----- RECORDS FOR THE EXERCISE

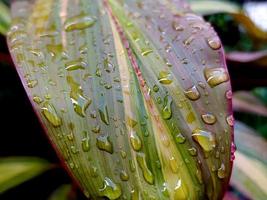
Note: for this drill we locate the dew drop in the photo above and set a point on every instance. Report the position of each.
(205, 139)
(79, 22)
(79, 101)
(167, 112)
(209, 118)
(103, 143)
(135, 141)
(165, 78)
(216, 76)
(50, 114)
(110, 189)
(147, 174)
(192, 93)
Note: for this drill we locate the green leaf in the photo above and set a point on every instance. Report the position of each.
(61, 193)
(5, 18)
(16, 170)
(208, 7)
(137, 103)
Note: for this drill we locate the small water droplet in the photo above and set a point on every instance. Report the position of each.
(216, 76)
(205, 139)
(165, 78)
(167, 112)
(135, 141)
(50, 114)
(221, 172)
(192, 93)
(79, 22)
(110, 189)
(209, 118)
(147, 174)
(180, 138)
(230, 120)
(214, 43)
(103, 143)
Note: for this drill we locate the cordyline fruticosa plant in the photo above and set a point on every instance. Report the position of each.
(134, 95)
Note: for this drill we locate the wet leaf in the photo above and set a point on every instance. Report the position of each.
(16, 170)
(137, 103)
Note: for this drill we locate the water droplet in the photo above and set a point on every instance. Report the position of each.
(209, 118)
(50, 114)
(205, 139)
(165, 78)
(174, 165)
(146, 51)
(221, 172)
(214, 43)
(167, 112)
(192, 93)
(79, 101)
(75, 65)
(216, 76)
(147, 174)
(103, 143)
(180, 138)
(79, 22)
(110, 189)
(124, 176)
(86, 142)
(37, 99)
(103, 112)
(155, 88)
(135, 141)
(230, 120)
(32, 83)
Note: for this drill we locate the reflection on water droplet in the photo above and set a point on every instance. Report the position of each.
(221, 172)
(165, 78)
(79, 101)
(135, 141)
(79, 22)
(180, 138)
(50, 114)
(110, 189)
(230, 120)
(103, 143)
(209, 118)
(216, 76)
(147, 174)
(214, 43)
(192, 93)
(205, 139)
(167, 112)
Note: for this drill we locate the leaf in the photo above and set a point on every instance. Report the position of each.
(5, 18)
(16, 170)
(61, 193)
(137, 103)
(209, 7)
(246, 102)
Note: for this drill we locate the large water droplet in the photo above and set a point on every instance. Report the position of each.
(165, 78)
(167, 111)
(79, 101)
(148, 176)
(79, 22)
(103, 143)
(205, 139)
(192, 93)
(135, 141)
(209, 118)
(216, 76)
(110, 189)
(50, 114)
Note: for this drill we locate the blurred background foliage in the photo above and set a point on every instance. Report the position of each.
(244, 36)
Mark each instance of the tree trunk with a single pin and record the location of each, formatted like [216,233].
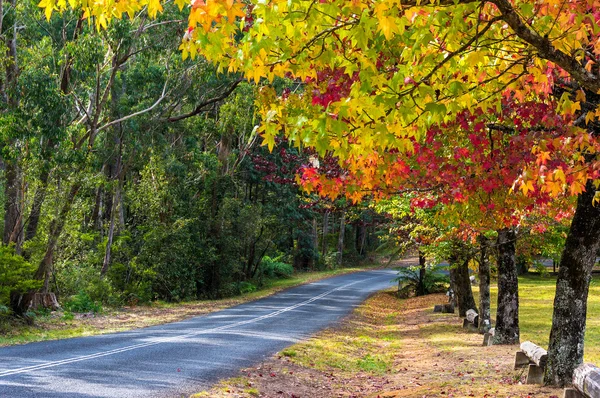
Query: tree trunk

----------

- _TASK BRIEF_: Only the number is wanted: how many lines in the data include the string "trunk"?

- _REPLY_: 2